YOUR GOAL
With the line containing "Target: windshield" as the start and the line containing "Target: alloy wheel" as the end, transcribe that span of the entries below exactly, including both.

*** RECORDS PROVIDED ***

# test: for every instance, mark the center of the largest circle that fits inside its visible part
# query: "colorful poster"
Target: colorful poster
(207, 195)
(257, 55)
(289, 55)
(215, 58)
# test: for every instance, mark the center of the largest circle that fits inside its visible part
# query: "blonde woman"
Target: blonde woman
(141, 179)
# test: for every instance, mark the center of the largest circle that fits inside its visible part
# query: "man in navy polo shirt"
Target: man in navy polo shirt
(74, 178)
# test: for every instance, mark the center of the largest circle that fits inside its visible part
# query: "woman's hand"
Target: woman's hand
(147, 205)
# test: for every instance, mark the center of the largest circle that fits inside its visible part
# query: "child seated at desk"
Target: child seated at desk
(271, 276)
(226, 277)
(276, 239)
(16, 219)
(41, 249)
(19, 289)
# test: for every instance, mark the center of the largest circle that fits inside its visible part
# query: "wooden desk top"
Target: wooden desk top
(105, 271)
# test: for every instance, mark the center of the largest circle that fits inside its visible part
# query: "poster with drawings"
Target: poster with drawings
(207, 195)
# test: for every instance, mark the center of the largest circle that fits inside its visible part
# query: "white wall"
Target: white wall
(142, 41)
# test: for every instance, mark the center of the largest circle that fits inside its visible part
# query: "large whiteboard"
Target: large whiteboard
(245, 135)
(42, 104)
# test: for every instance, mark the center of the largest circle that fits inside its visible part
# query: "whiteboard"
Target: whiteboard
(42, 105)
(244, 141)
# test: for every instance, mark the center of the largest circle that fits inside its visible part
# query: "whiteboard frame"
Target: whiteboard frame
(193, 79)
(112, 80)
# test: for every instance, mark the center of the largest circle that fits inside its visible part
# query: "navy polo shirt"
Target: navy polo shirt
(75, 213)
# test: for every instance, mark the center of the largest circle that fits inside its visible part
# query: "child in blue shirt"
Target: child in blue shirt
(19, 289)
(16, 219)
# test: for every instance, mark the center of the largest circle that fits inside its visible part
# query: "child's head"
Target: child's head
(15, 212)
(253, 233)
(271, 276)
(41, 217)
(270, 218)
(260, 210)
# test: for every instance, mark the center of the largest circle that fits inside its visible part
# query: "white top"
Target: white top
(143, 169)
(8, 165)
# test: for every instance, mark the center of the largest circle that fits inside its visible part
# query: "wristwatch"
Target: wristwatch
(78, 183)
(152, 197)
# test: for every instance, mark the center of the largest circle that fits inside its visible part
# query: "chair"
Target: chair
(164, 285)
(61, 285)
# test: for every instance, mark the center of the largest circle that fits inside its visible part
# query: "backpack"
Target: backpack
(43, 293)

***
*** RECORDS PROVIDED ***

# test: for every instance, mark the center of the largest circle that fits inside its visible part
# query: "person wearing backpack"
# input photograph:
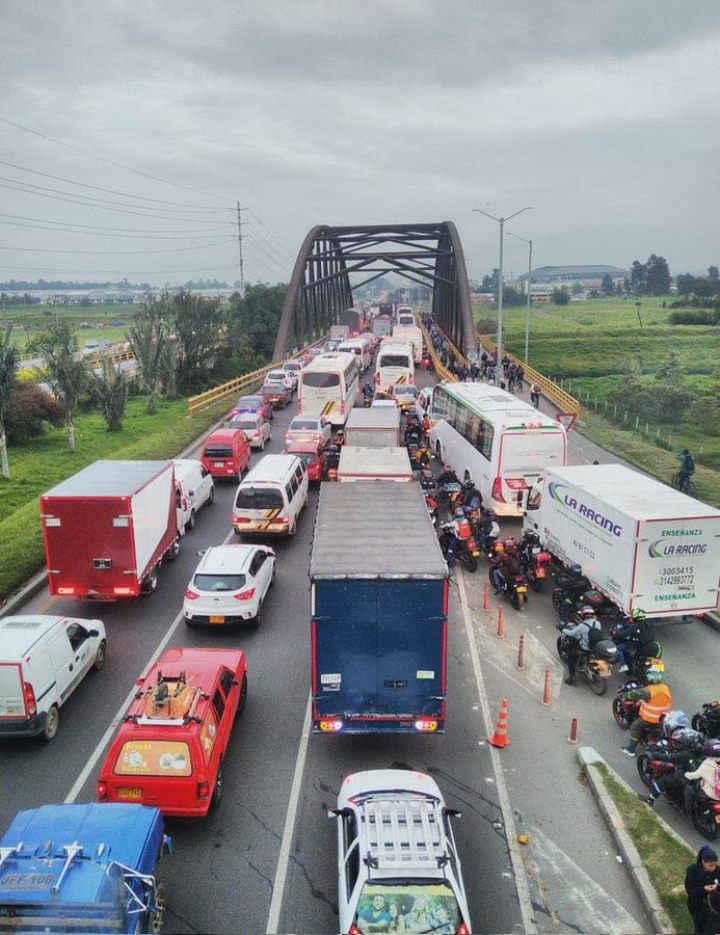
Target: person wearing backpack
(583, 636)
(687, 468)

***
*** RECORDS PROVIDED ***

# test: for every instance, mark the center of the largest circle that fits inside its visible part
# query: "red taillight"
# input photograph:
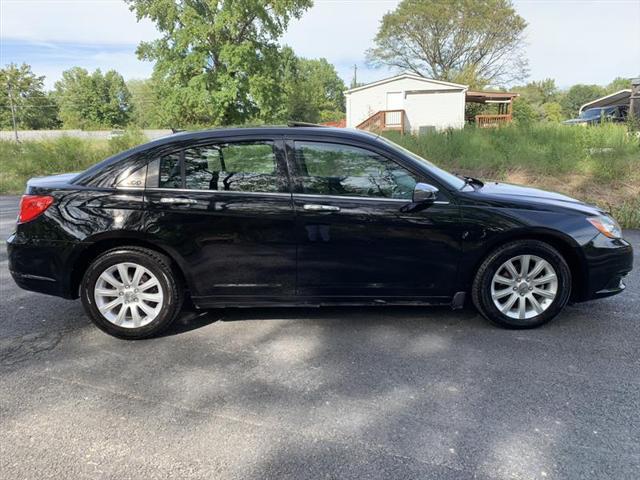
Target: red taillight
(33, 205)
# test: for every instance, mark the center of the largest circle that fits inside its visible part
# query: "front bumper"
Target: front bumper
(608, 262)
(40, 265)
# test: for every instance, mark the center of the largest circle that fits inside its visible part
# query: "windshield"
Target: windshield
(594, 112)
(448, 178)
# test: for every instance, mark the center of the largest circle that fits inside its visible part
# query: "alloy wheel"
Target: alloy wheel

***

RESPONSE AREA
Target: windshield
(594, 112)
(448, 178)
# test: for every instance, mark the center of the largest circle that fits inside its visible part
# query: "alloy wheel"
Target: alloy wheel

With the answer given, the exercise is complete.